Article =>
◆ ◆ ◆ ◆ ◆ ◆ ◆

The center is able to accomplish this goal through the tireless work of selfless volunteers like Emily.
“Anything that they need, I take care of and I manage,” she said.
Emily graduated from Southington Schools and now goes to Kent State Trumbull. Despite having a full-time class schedule, she dedicates several hours a day, seven days a week to the Camelot Center.
She does everything from taking care of all the horses to maintaining the grounds. Emily also spends a lot of time with the riders, many of whom are children.
Helping kids is her favorite part.
“I really love the horses but I really love all the kids and getting to see their smiling faces every day,” Emily said.
A lot of the riders at Camelot are people with physical, mental or emotional challenges. Emily said giving them a few hours of joy makes it all worthwhile.
“It’s so important because they don’t get to experience things like this often so me being able to help them with that is just — it’s awesome.”
The 18-year-old has been riding since she was 7 and volunteering since she was 10.

◆ ◆ ◆ ◆ ◆ ◆ ◆

Given information =>
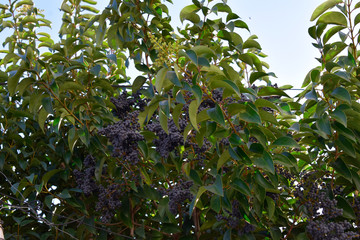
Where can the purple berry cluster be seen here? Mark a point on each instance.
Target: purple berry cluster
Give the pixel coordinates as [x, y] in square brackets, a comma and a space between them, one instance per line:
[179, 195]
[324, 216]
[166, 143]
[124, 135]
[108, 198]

◆ ◆ ◆ ◆ ◆ ◆ ◆

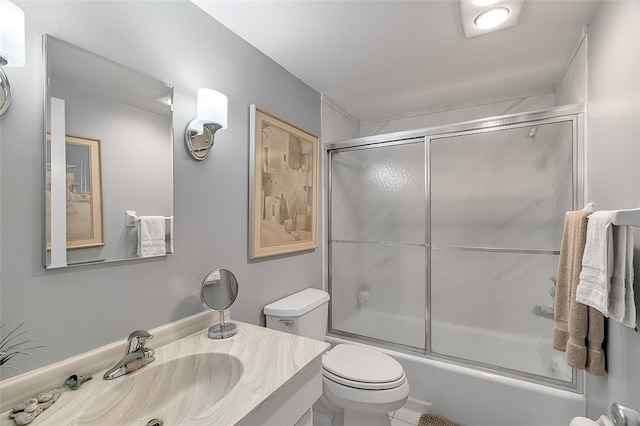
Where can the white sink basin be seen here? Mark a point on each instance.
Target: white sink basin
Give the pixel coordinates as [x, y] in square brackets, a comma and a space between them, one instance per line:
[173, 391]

◆ ◆ ◆ ◆ ◆ ◆ ◆

Tasks for this exercise =>
1. Reproduce, word for word, the stretch of the Camelot Center article from "The center is" through "the Camelot Center.".
2. Carry on the article about Emily's volunteering at the Camelot Center from the point where it stops.
The rows above play no part in the work that follows.

Outputs by task =>
1.
The center is able to accomplish this goal through the tireless work of selfless volunteers like Emily.
“Anything that they need, I take care of and I manage,” she said.
Emily graduated from Southington Schools and now goes to Kent State Trumbull. Despite having a full-time class schedule, she dedicates several hours a day, seven days a week to the Camelot Center.

2.
Her boyfriend, Logan Rhodes, also helps out at Camelot and said Emily sets a great example for everyone.
“She’s here every day, you know? Hours and hours. She’s always the first one here and the last one to leave, and takes care of these horses like they’re her own. All the time, hard work. She’s always here. She loves it here and it’s just awesome to have someone like that in my life to take care of these horses, so I know she’s always going to be there for me.”
Emily said all the work put in at Camelot to help people in need is a complete team effort.
“There’s just a lot of volunteers that put in a lot of hard work and that makes a big difference.”